#### Ausgewählter Text:
<<<<

Erst 1999, nachdem sich die Verluste auf einen zweistelligen Millionenbetrag summiert hatten, trennte Jenoptik sich von dem Hersteller zur Produktion von Elektronikchips.
Die Techniker hatten es nicht vermocht, den Bereich - wie von Späth erhofft - mit der Reinraumsparte zu verbinden.
Große Erwartungen beim Einstieg, ein bestenfalls mäßiger Erfolg im weiteren Geschäftsverlauf - so erging es Späth mit etlichen seiner Erwerbungen. Dass Jenoptik dennoch zwischenzeitlich Gewinne einfuhr - in der Spitze waren es 88 Millionen Euro - verdankt Späth in erster Linie einigen lukrativen Börsengeschäften. Als Anleger nach allem griffen, was an Neu-Emissionen auf den Markt kam, brachte seine Truppe Aktien von Jenoptik-Ausgründungen und anderen jungen Technikfirmen unters Volk.
So war die hoch gelobte Jenoptik zum Ende der Ära Späth eher ein Emissionshaus mit kostspieliger Technologieabteilung: eine Unternehmenskonstruktion, die auf Dauer nicht tragfähig war. Das wurde spätestens 2002 erkennbar, als sich die Euphorie an der Börse in eine böse Depression verwandelt hatte. Prompt rutschte Jenoptik im folgenden Geschäftsjahr in die roten Zahlen.
Späth sieht indes auch heute keine Alternative zu seinem damaligen Vorgehen. "Mir war es gleichgültig, woher das Geld kam. Hauptsache, wir bekamen welches", gibt er zu Protokoll und fügt an: "Ich habe kein Lehrbuch gefunden, wo steht, wie man eine Firma dieser Art betreibt."
Späth, den viele als "Cleverle" bezeichnen, zog sich im Juni 2003 in den Aufsichtsrat zurück, in bester Strahlemannmanier, womöglich nur im Inneren ein wenig ernüchtert.

>>>>

#### Vorliegendes Material:
<<<<

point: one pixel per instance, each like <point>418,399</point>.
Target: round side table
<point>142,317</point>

>>>>

#### Aufgaben:
1/ Übertrage diesen Satz aus dem Text über Jenoptik ins Englische: „Prompt rutschte Jenoptik im folgenden Geschäftsjahr in die roten Zahlen.“
2/ Beantworte anhand des Textes über Jenoptik kurz:
(a) In welchem Jahr trennte sich Jenoptik von dem Hersteller von Elektronikchips?
(b) Wie hoch waren die Gewinne von Jenoptik in der Spitze?
(c) Wann zog sich Späth in den Aufsichtsrat zurück?
3/ Führe den Text über Jenoptik im Anschluss an seinen letzten Satz fort.
Die Auflistung wird für die Bearbeitung nicht gebraucht.

#### Lösungen:
1/ Promptly, Jenoptik slipped into the red in the following fiscal year.

2/
(a) 1999
(b) 88 Millionen Euro
(c) Im Juni 2003

3/
Seitdem steuert Alexander von Witzleben - grüne Augen, runde Hornbrille, hohe Stirn - die Geschicke von Jenoptik. Der Manager ist ein Zögling Späths, war 1993 vom Wirtschaftsprüfer KPMG zur Jenoptik gekommen. Späth lässt sich zumeist nur übers Telefon auf dem Laufenden halten. Schließlich ist von Witzleben ein Glücksfall für Jenoptik.
Der Mann kennt sich wie kein zweiter in den weiten Verästelungen des Konzerns aus. Außerdem ist von Witzleben ein guter Verkäufer. Bei Analystentreffen bringt der Manager, der in seinem Verhalten an die ungezwungenen Zeiten der New Economy erinnert, selbst 30 stocksteife Schweizer in Schwung. Vetter Albrecht von Witzleben, erfolgreicher Vermögensverwalter in London, tut ein Übriges. Er hilft in der Finanzmetropole mit guten Verbindungen zu Investoren und Bankanalysten.
Bei den Gelegenheiten erzählt der Jenoptik-Lenker dann von seinen Plänen. Ende vergangenen Jahres mit Erfolg. Am 19. Dezember 2005 unterschrieb die Investmentgesellschaft Springwater Capital einen Kaufvertrag für die mit 7200 Mitarbeitern und 1,5 Milliarden Euro Umsatz größte Konzerntochter M+W Zander. So heißt die Reinraum- und Gebäudetechniksparte seit Zusammenlegung mit der Nürnberger Zander Klimatechnik.
Bis Mitte des Jahres soll der Deal über die Bühne gehen. Im Gegenzug will von Witzleben den geschätzten Verkaufserlös von 150 Millionen Euro zur Schuldenreduzierung nutzen und rund um das Geschäft mit Lasern, optischen Geräten und Sensoren ein neues Unternehmen errichten. Bis Ende 2007 will er den Umsatz der dann "neuen Jenoptik AG" von rund 400 Millionen Euro auf eine halbe Milliarde Euro steigern. Damit spiele man in Europa und den USA "in der oberen Liga der Optoelektronik", so von Witzleben Ende Januar.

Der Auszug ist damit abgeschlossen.